• **作業内容**: 素材の最初の行から「[203,355,220,401]」を含む行までを、両端の行も含めて番号付きリストに変換する。空行は入れない。

┄┄┄┄┄┄┄┄┄┄

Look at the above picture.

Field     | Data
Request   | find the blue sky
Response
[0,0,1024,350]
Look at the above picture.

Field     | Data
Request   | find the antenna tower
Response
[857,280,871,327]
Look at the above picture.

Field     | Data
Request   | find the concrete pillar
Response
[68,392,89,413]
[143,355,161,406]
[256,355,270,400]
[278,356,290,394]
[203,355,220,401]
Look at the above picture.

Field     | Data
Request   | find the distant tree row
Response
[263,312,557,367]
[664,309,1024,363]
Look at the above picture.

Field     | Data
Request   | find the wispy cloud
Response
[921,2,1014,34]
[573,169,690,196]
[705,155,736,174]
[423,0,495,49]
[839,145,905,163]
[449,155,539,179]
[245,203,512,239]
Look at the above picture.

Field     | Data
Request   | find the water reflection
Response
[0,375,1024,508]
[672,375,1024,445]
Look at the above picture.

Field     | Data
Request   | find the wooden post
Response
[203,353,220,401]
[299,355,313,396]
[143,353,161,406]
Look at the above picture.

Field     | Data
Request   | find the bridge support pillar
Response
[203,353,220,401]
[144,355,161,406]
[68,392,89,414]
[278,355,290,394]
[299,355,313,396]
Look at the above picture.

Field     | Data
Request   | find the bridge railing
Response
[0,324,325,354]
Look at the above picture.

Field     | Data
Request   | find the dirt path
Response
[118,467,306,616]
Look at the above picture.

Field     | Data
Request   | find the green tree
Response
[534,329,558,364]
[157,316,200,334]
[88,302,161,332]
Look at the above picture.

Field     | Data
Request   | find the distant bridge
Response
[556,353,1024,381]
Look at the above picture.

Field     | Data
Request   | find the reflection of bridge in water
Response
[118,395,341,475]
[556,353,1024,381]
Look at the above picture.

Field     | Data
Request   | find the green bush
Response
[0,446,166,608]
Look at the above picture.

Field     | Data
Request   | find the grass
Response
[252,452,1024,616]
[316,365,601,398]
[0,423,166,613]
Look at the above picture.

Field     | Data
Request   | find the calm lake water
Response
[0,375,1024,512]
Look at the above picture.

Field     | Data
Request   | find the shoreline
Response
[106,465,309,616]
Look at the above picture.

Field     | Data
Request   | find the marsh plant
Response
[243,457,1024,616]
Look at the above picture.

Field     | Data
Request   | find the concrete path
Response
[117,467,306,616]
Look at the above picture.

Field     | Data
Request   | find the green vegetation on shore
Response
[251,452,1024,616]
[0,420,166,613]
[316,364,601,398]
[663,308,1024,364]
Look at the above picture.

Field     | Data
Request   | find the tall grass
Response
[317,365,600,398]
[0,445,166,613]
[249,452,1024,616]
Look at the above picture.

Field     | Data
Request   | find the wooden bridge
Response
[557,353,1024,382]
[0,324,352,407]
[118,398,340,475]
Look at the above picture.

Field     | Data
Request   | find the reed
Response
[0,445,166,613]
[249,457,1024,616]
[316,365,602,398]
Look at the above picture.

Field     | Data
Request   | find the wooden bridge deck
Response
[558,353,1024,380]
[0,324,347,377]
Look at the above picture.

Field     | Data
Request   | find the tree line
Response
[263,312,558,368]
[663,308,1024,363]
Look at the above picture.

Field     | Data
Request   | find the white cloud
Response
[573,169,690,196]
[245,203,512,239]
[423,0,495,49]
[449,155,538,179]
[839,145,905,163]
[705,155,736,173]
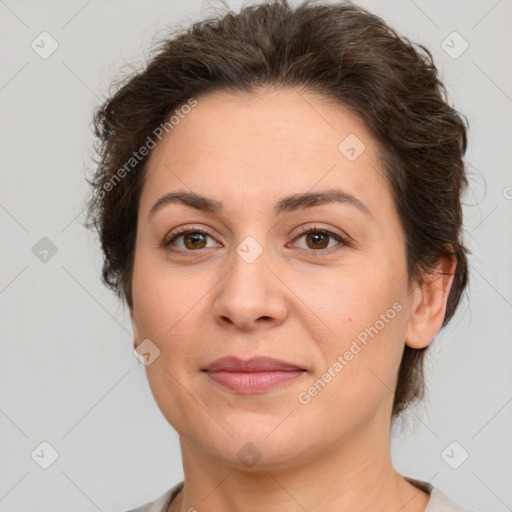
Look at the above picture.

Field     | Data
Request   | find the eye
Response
[163,229,219,251]
[290,226,349,253]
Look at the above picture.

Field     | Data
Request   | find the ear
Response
[405,246,457,349]
[130,308,141,349]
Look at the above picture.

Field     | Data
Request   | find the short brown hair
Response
[87,0,468,416]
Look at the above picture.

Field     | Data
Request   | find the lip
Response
[203,357,307,394]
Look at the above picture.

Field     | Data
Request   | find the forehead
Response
[141,89,387,216]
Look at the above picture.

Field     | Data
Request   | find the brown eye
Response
[292,227,349,253]
[163,229,212,252]
[305,232,330,249]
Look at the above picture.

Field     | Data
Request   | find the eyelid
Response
[161,225,351,256]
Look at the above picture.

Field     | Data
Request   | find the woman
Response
[89,0,476,512]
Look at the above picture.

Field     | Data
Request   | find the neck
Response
[170,408,429,512]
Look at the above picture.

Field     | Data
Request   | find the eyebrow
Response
[148,189,373,217]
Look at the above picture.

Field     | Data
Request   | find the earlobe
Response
[130,309,140,349]
[405,255,457,349]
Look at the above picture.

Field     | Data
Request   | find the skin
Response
[131,89,455,512]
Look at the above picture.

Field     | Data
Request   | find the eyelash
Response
[162,226,350,256]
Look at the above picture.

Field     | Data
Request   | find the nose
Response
[213,244,288,331]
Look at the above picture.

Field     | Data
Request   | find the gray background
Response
[0,0,512,512]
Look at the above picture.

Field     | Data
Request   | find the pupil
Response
[185,233,204,248]
[310,233,327,248]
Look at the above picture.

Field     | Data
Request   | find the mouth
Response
[203,357,307,394]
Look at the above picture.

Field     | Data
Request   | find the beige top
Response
[127,477,473,512]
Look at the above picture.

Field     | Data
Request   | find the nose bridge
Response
[210,235,286,329]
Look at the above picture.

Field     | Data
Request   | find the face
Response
[131,90,418,467]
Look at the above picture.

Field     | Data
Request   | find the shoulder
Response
[404,476,476,512]
[122,480,184,512]
[425,487,476,512]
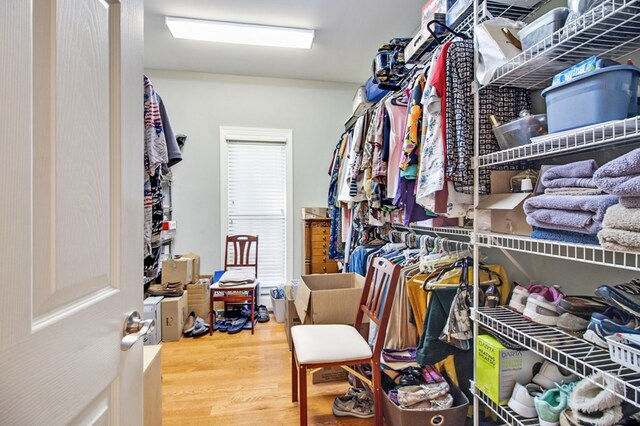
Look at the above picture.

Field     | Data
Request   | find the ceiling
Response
[144,0,425,83]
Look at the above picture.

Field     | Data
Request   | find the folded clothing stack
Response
[524,160,618,244]
[594,149,640,252]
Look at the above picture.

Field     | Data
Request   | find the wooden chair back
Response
[355,257,400,360]
[224,235,258,278]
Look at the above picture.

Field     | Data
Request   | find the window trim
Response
[220,126,293,282]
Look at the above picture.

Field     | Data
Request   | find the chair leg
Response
[291,347,298,402]
[371,361,384,426]
[298,365,308,426]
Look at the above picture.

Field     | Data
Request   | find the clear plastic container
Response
[518,7,569,50]
[493,113,547,149]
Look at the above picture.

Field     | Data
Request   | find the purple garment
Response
[393,176,434,226]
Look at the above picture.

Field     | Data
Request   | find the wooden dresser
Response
[302,208,338,275]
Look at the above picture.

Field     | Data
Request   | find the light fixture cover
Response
[165,16,314,49]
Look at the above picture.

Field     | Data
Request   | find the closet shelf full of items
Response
[489,0,640,89]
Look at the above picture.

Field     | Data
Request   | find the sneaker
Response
[331,392,374,419]
[533,382,576,426]
[532,361,580,389]
[523,287,564,326]
[582,307,640,348]
[507,383,544,419]
[509,284,547,314]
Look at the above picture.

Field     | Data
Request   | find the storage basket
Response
[606,333,640,372]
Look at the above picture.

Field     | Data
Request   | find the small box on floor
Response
[476,334,543,405]
[161,291,189,342]
[142,296,163,345]
[162,257,193,285]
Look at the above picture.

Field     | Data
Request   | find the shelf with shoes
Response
[478,116,640,167]
[473,306,640,407]
[489,0,640,89]
[471,384,540,426]
[475,233,640,271]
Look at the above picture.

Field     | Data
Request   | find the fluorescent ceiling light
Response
[165,16,314,49]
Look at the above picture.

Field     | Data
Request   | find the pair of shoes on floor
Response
[182,311,209,337]
[331,388,374,419]
[213,317,249,334]
[147,282,184,297]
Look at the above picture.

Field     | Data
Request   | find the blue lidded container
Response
[542,65,640,133]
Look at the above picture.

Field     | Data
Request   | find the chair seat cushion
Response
[291,324,372,364]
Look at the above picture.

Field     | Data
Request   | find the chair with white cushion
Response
[291,257,400,426]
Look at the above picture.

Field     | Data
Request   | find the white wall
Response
[146,70,357,277]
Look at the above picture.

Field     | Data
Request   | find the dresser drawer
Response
[311,260,338,274]
[311,234,330,243]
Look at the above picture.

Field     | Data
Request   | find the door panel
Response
[0,0,143,424]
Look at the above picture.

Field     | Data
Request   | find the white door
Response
[0,0,143,425]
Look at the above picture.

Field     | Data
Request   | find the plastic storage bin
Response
[493,114,547,149]
[542,65,640,133]
[518,7,569,50]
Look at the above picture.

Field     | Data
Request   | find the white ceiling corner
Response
[144,0,424,84]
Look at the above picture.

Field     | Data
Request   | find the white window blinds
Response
[227,141,287,286]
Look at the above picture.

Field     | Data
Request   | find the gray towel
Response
[593,148,640,197]
[544,187,604,195]
[602,204,640,232]
[524,195,618,235]
[598,228,640,252]
[541,160,598,188]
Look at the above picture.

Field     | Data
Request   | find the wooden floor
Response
[162,316,373,426]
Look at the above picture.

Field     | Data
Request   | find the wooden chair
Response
[209,235,260,335]
[291,258,400,426]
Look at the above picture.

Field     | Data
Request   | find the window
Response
[221,127,293,288]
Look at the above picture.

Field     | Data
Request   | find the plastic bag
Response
[476,18,525,84]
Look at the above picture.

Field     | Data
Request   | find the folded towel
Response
[620,197,640,209]
[541,160,598,188]
[531,227,598,244]
[524,195,618,235]
[593,148,640,197]
[602,204,640,232]
[598,228,640,252]
[544,187,604,195]
[220,269,256,285]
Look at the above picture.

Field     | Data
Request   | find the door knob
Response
[120,311,156,351]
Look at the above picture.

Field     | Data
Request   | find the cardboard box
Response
[295,273,368,324]
[142,296,163,345]
[476,334,543,405]
[162,257,193,285]
[311,367,349,385]
[187,280,210,318]
[476,170,533,237]
[161,291,189,342]
[180,253,200,283]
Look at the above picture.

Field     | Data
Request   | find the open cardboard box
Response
[476,170,533,237]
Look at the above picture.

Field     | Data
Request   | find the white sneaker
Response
[507,383,544,419]
[532,361,580,389]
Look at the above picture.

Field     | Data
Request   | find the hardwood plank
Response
[162,316,374,426]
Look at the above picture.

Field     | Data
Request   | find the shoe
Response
[556,312,589,337]
[256,305,269,322]
[523,287,564,326]
[182,311,196,335]
[583,307,640,348]
[569,373,623,415]
[531,361,580,389]
[533,382,576,426]
[507,383,544,419]
[558,296,609,321]
[509,284,547,314]
[331,391,374,419]
[596,284,640,317]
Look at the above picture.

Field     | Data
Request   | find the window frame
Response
[220,126,294,282]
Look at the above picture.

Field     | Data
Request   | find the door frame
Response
[220,126,293,282]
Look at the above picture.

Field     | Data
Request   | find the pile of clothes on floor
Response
[524,149,640,252]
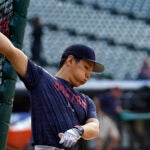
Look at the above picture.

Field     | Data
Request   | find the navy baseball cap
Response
[62,44,104,72]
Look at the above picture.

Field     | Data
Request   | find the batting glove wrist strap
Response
[59,128,81,148]
[74,126,84,136]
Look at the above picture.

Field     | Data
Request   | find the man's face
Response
[71,59,94,86]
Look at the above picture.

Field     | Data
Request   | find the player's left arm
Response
[81,118,100,140]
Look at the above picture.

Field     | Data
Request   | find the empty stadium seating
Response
[23,0,150,80]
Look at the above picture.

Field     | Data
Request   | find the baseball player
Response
[0,33,104,150]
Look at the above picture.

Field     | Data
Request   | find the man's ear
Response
[66,55,75,65]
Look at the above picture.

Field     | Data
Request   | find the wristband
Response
[74,126,84,136]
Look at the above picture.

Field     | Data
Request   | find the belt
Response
[34,145,64,150]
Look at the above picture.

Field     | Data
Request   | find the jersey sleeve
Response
[19,60,43,90]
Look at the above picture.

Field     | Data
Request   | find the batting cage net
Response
[0,0,29,150]
[0,0,13,84]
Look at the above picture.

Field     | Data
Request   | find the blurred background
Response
[8,0,150,150]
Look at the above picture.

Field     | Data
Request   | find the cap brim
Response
[93,62,105,72]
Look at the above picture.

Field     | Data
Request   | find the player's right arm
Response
[0,32,28,77]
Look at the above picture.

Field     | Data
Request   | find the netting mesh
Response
[0,0,13,84]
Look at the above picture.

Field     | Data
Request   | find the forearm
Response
[0,33,28,77]
[0,32,14,57]
[82,119,100,140]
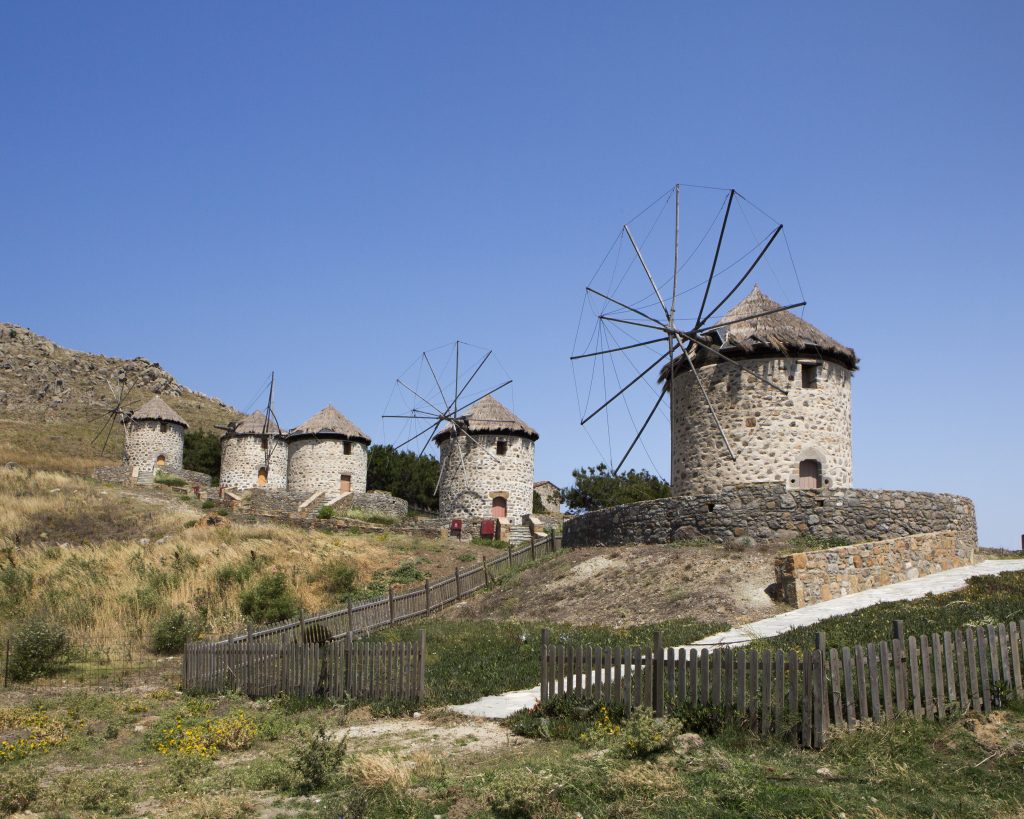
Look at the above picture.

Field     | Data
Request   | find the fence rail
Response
[181,631,426,700]
[541,619,1024,747]
[215,534,562,644]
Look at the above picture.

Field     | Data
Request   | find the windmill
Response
[570,184,806,474]
[90,375,138,455]
[382,341,512,494]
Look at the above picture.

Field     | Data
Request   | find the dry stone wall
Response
[438,433,534,521]
[125,419,185,472]
[672,358,853,495]
[288,438,367,492]
[775,531,974,606]
[220,435,288,489]
[564,483,978,557]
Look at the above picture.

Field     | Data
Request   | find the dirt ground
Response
[442,546,785,627]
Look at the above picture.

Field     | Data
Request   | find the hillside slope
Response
[0,322,241,471]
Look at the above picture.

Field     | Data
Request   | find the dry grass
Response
[0,469,436,644]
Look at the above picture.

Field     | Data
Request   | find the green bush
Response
[150,608,199,654]
[239,571,299,623]
[7,622,71,682]
[291,726,346,794]
[153,472,188,486]
[0,768,39,816]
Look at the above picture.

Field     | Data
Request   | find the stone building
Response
[220,411,288,489]
[662,286,857,495]
[434,395,540,523]
[288,404,370,493]
[125,395,188,472]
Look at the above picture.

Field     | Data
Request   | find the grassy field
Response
[0,687,1024,819]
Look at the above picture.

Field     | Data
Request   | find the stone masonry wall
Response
[125,419,185,472]
[334,489,409,520]
[775,531,973,606]
[288,438,367,492]
[564,483,978,557]
[220,435,288,489]
[672,358,853,495]
[437,433,534,522]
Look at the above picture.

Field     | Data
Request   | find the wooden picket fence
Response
[181,631,426,700]
[209,534,562,645]
[541,619,1024,748]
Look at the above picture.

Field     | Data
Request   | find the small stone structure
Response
[288,404,370,493]
[775,531,974,606]
[564,483,978,558]
[125,395,188,472]
[220,411,288,489]
[662,287,857,495]
[434,395,540,523]
[534,480,562,517]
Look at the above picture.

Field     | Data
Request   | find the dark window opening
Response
[800,364,820,390]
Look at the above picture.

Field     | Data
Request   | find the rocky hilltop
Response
[0,322,241,467]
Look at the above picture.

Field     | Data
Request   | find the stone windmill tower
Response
[434,394,540,521]
[220,410,288,489]
[662,286,857,495]
[288,404,370,493]
[124,395,188,472]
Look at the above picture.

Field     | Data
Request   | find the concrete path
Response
[450,560,1024,720]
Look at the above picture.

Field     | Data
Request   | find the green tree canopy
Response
[562,464,670,512]
[181,429,220,483]
[367,444,441,510]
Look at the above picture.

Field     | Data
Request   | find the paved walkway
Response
[450,560,1024,720]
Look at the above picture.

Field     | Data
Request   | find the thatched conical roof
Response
[662,285,858,379]
[131,395,188,429]
[227,410,285,435]
[434,395,541,443]
[288,404,370,443]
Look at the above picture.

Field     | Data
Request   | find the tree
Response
[562,464,671,512]
[181,429,220,483]
[367,444,441,509]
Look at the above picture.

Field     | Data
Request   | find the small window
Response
[800,364,819,390]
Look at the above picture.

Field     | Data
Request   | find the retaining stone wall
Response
[564,483,978,557]
[775,531,973,606]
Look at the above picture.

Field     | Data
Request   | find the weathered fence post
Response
[416,629,427,699]
[541,629,551,702]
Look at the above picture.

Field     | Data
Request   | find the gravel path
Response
[451,560,1024,720]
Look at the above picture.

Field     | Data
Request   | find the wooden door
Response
[800,461,821,489]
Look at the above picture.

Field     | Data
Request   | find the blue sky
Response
[0,2,1024,547]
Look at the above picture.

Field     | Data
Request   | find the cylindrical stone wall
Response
[220,435,288,489]
[672,358,853,495]
[125,418,185,472]
[288,437,367,492]
[438,433,534,523]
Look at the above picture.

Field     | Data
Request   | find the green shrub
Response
[153,472,188,486]
[291,726,346,794]
[0,768,39,816]
[150,608,199,654]
[312,558,355,598]
[7,621,71,682]
[239,571,299,623]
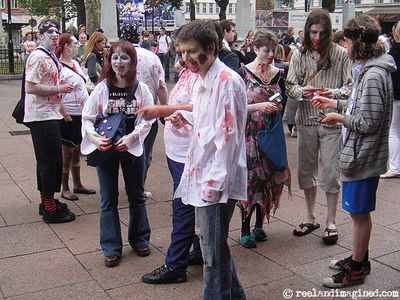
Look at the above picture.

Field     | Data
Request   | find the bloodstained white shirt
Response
[164,68,199,163]
[175,58,247,207]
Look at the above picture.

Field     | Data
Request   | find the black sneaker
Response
[322,264,365,289]
[39,199,70,216]
[142,265,187,284]
[42,208,75,223]
[329,256,371,275]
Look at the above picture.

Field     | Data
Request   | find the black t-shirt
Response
[106,86,139,133]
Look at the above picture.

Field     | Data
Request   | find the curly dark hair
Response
[344,15,386,60]
[301,9,333,72]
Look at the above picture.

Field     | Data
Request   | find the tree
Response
[18,0,77,29]
[321,0,336,13]
[215,0,229,21]
[189,0,196,21]
[85,0,101,34]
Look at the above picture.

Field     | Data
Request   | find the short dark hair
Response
[178,20,219,56]
[219,19,236,34]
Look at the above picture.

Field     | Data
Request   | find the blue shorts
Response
[342,176,379,214]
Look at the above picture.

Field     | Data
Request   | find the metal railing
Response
[0,47,24,75]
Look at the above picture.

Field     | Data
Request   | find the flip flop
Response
[322,228,339,245]
[73,189,96,195]
[293,223,321,236]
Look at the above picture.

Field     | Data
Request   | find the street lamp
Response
[7,0,14,74]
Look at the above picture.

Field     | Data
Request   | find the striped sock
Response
[43,196,57,212]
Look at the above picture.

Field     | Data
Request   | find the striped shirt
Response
[286,44,353,127]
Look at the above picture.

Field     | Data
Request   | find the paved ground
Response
[0,81,400,300]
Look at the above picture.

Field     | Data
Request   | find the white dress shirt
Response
[175,58,247,207]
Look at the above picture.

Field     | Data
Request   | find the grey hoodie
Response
[339,54,396,181]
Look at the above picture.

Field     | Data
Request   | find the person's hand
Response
[90,134,113,151]
[258,102,282,114]
[60,83,74,94]
[321,113,344,125]
[318,88,333,98]
[138,105,163,121]
[115,134,139,152]
[165,111,190,128]
[311,96,337,109]
[303,85,318,99]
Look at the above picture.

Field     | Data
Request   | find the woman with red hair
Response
[81,40,154,267]
[56,33,96,201]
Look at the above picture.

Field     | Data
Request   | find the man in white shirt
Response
[166,21,247,299]
[220,20,236,50]
[157,27,172,81]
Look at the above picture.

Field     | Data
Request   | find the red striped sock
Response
[43,196,57,212]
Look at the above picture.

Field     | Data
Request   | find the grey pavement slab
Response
[7,280,111,300]
[0,222,64,258]
[0,249,91,297]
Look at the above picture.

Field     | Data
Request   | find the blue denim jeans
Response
[195,199,246,300]
[165,157,195,272]
[97,152,150,256]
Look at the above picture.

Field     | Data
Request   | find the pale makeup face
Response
[42,27,60,51]
[179,40,214,77]
[310,24,325,50]
[254,45,276,65]
[111,48,132,77]
[224,26,236,43]
[69,36,79,57]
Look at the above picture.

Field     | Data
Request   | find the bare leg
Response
[350,213,372,262]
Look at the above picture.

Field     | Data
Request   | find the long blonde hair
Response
[393,21,400,43]
[83,32,106,57]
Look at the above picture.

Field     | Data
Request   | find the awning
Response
[365,5,400,22]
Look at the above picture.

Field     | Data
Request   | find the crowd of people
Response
[24,9,400,299]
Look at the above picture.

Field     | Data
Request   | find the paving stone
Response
[371,199,400,226]
[107,274,202,300]
[0,249,91,297]
[246,275,337,300]
[51,213,102,254]
[376,251,400,272]
[8,280,110,300]
[76,246,163,290]
[0,223,64,258]
[231,246,293,288]
[242,221,346,268]
[0,154,36,182]
[386,223,400,231]
[338,223,400,258]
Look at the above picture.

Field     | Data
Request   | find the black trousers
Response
[29,120,62,197]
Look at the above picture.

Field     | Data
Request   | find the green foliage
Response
[18,0,76,19]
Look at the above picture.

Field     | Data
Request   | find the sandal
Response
[104,255,120,268]
[253,228,268,242]
[322,228,339,245]
[240,235,257,248]
[293,223,321,236]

┄┄┄┄┄┄┄┄┄┄

• **作業結果**:
1. Look at the above picture.
2. Field     | Data
3. Request   | find the blue sky
4. Response
5. [0,0,1024,350]
6. Look at the above picture.
7. Field     | Data
8. Request   | find the antenna tower
9. Response
10. [857,280,871,327]
11. Look at the above picture.
12. Field     | Data
13. Request   | find the concrete pillar
14. Response
15. [68,392,89,413]
16. [143,355,161,406]
17. [256,355,270,400]
18. [278,356,290,394]
19. [203,355,220,401]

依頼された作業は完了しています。